*PROBLEM STATEMENT*: Reproduce every line of the entries from the line containing "Subject: tire" through the line containing "xmin=184 ymin=128 xmax=240 ymax=152", both ends included, and shift each bounding box coordinate in the answers by adding 48 to it. Keep all other text, including the sample coordinates in the format line, unchanged.

*TASK INPUT*:
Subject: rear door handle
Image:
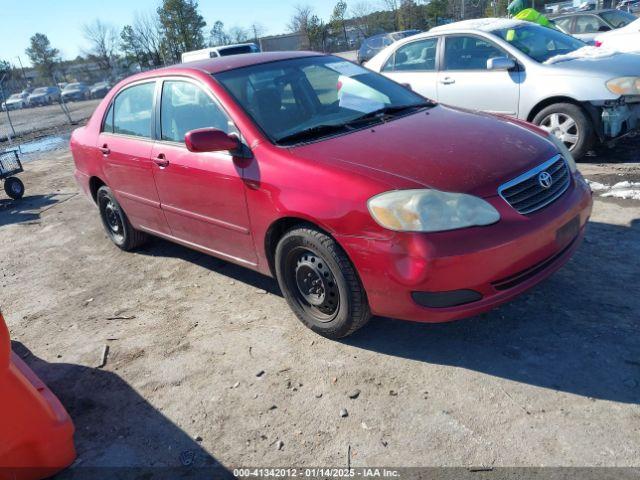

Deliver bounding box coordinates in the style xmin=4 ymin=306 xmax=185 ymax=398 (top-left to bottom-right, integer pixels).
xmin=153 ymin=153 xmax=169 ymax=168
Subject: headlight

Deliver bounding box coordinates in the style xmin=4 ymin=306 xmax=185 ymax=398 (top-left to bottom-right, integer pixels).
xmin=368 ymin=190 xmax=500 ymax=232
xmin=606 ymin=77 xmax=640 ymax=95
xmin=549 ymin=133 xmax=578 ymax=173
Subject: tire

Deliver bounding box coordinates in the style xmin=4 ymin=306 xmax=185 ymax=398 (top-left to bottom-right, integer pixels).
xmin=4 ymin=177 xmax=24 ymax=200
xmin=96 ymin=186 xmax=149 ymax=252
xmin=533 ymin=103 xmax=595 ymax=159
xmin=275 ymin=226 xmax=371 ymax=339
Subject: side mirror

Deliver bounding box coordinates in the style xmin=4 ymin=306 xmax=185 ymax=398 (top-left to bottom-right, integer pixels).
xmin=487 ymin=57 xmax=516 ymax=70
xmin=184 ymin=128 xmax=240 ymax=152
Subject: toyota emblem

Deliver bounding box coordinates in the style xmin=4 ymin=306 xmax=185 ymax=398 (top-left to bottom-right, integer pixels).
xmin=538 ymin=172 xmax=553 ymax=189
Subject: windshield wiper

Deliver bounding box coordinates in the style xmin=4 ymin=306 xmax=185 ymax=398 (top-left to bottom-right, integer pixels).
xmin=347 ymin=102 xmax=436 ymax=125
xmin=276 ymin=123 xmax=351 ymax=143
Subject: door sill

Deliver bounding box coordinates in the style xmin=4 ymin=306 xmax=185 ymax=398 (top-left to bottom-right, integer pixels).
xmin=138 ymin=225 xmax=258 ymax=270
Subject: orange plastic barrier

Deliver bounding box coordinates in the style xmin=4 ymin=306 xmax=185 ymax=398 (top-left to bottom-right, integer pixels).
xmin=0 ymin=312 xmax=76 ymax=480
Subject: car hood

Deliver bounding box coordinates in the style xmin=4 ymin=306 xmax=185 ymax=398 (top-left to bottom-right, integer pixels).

*RESULT FOR THIS EXERCISE*:
Subject: tire

Deliver bounding box coordinates in the style xmin=4 ymin=306 xmax=185 ymax=398 (top-left to bottom-right, integer pixels).
xmin=52 ymin=225 xmax=72 ymax=248
xmin=144 ymin=234 xmax=197 ymax=300
xmin=581 ymin=151 xmax=643 ymax=207
xmin=323 ymin=274 xmax=419 ymax=387
Subject: side mirror

Deliver bounding box coordinates in the style xmin=4 ymin=306 xmax=185 ymax=398 (top-left to bottom-right, integer pixels).
xmin=535 ymin=105 xmax=564 ymax=118
xmin=232 ymin=176 xmax=288 ymax=200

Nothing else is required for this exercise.